─── Extract provided

Hi,
it is the first message that I send to this list, so hello everyone.
I have run into an issue running mapreduce jobs importing data from HDFS
to Phoenix.
We have some long jobs, and for the ones running >24 hours seems they
are running fine even much longer, but eventually the connection to
HBase is closed when we create a new connection to do bookeping task at
the end of the task.
This does not seem to happen on tasks running less than 24 hours.
I have checked a bit the code, and found that
DEFAULT_CLIENT_CONNECTION_CACHE_MAX_DURATION = 86400000, so 24 hours.
But the client can run much more that that, and only fail when creating
a new connection ( when the job commits, to do bookkeeping stuff)

──────
─── Rows

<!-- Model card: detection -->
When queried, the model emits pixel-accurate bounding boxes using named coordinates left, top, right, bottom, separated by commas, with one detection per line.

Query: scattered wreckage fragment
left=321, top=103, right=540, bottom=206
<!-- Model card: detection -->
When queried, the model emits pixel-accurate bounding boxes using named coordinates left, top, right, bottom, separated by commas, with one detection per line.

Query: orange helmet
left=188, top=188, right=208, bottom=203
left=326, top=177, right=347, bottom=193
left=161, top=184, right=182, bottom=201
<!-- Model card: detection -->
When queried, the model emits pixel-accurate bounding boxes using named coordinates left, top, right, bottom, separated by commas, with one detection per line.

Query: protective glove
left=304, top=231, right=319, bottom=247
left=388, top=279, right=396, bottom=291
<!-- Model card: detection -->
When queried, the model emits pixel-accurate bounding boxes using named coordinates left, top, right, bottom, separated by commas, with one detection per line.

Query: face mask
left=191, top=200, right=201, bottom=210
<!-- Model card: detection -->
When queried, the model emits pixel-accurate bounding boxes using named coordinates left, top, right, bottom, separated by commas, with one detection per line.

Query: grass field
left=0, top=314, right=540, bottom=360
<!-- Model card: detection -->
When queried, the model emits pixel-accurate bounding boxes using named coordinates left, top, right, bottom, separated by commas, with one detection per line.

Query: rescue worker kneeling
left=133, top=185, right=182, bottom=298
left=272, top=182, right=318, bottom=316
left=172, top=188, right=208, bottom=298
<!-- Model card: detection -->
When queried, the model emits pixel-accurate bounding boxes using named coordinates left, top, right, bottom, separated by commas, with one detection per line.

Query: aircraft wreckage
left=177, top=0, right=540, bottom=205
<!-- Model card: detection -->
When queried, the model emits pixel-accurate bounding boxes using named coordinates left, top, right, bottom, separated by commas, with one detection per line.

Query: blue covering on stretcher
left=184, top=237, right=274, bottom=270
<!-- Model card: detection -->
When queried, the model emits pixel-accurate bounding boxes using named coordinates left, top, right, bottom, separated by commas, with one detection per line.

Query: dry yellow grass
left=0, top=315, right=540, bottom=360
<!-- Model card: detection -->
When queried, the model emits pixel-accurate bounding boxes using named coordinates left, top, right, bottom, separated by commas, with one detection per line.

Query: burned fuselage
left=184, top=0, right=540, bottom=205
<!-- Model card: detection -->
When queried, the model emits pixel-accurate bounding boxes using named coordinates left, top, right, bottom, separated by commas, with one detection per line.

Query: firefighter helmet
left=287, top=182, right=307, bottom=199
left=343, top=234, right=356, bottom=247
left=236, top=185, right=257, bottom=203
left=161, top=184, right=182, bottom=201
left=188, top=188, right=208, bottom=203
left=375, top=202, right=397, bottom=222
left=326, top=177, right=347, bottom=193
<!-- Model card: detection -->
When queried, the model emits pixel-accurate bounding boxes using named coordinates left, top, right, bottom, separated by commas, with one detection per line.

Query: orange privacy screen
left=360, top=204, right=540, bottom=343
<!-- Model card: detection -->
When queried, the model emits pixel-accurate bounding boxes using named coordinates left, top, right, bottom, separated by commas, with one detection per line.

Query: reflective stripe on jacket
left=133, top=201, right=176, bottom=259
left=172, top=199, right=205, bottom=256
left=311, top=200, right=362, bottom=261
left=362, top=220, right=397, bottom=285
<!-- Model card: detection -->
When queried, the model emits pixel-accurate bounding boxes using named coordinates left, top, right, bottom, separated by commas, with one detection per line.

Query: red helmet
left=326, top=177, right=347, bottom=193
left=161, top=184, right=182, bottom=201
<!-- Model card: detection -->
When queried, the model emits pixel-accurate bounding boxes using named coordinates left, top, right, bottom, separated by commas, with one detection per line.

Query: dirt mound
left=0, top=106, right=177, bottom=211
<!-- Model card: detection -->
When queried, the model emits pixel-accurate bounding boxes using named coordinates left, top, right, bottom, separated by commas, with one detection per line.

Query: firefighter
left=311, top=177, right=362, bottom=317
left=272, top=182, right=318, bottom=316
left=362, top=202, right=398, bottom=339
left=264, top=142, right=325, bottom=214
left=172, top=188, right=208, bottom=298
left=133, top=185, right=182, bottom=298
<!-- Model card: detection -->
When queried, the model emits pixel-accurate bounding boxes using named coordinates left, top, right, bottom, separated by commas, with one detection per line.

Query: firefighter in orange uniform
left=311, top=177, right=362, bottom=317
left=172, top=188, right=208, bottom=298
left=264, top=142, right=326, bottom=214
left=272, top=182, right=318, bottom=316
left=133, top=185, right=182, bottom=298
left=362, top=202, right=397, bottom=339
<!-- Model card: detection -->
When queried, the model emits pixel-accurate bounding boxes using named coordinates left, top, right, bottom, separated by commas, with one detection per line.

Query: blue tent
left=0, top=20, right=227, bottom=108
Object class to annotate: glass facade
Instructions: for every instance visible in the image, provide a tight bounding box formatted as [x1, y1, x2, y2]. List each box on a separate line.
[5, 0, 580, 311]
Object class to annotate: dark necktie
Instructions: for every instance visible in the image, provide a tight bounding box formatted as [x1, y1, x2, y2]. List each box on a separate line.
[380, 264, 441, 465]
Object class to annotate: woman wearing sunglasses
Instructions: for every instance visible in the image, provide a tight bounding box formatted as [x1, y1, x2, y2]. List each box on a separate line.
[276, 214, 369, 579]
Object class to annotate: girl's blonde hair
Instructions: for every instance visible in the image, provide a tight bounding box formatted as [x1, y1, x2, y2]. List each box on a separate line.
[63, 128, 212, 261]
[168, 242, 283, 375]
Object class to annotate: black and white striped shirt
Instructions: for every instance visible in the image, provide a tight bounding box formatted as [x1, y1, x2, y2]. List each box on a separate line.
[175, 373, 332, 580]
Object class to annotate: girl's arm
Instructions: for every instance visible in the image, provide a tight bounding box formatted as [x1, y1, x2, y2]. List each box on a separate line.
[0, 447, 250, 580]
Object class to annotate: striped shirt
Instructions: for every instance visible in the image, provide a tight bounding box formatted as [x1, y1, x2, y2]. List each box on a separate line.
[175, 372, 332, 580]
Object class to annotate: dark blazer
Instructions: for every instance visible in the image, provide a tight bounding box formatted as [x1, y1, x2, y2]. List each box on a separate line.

──────

__Stated problem 1__
Please reproduce the passage of the mailing-list message that begins at the words "I have run into" and stops after the words "than 24 hours.".
__Stated problem 2__
According to the mailing-list message, what is the value of DEFAULT_CLIENT_CONNECTION_CACHE_MAX_DURATION?
__Stated problem 3__
Carry on the mailing-list message about long-running MapReduce jobs from the point where it stops.

__Exercise result 1__
I have run into an issue running mapreduce jobs importing data from HDFS
to Phoenix.
We have some long jobs, and for the ones running >24 hours seems they
are running fine even much longer, but eventually the connection to
HBase is closed when we create a new connection to do bookeping task at
the end of the task.
This does not seem to happen on tasks running less than 24 hours.

__Exercise result 2__
86400000, which is 24 hours.

__Exercise result 3__
It might have to be that are only evicted when the cache is accessed (
Google Guava Cache implementation), so it can be running correctly in
the background
So what I think it is happening, is that client connections are cached
for up to 24 hours DEFAULT_CLIENT_CONNECTION_CACHE_MAX_DURATION =
86400000) but are only evicted when the cache is accessed ( Google Guava
Cache implementation), so it can be running correctly in the background
until a new connection is created, and then the previous one is evicted
from the cache (closing the connection and possible losing the
uncommitted changes in tha last batch)
My question is, is this something known and that the cache is useful in
some situations, or is this a bug?
So far I have set max value on the cache duration, but I am not sure it
might affect other situations.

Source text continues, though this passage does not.